### Exercise prompt
Reproduce the lines of the listing below from the line containing "If you could indicate the shiny" up to and including the line containing "point(98, 441)", changing "black sleeve" to "dark sleeve" and leaving everything else unaltered. Provide those lines only.

-- START OF Excerpted records --

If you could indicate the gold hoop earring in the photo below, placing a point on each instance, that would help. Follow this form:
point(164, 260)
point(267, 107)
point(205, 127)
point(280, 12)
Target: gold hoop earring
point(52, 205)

-- END OF Excerpted records --
-- START OF Excerpted records --

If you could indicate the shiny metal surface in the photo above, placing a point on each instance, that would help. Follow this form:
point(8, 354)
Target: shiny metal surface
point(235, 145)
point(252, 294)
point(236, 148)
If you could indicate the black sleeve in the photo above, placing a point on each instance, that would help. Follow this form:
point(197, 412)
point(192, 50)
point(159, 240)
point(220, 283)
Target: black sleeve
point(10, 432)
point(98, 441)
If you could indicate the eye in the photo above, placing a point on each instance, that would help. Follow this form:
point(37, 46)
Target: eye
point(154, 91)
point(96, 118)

-- END OF Excerpted records --

### Problem solution
If you could indicate the shiny metal surface in the photo above, placing a point on each instance, that would help. Follow this form:
point(8, 354)
Target: shiny metal surface
point(235, 145)
point(252, 294)
point(236, 148)
If you could indicate the dark sleeve in the photo above, placing a point on each instance, that would help. Follow this form:
point(197, 412)
point(192, 50)
point(159, 240)
point(220, 283)
Target: dark sleeve
point(10, 432)
point(98, 441)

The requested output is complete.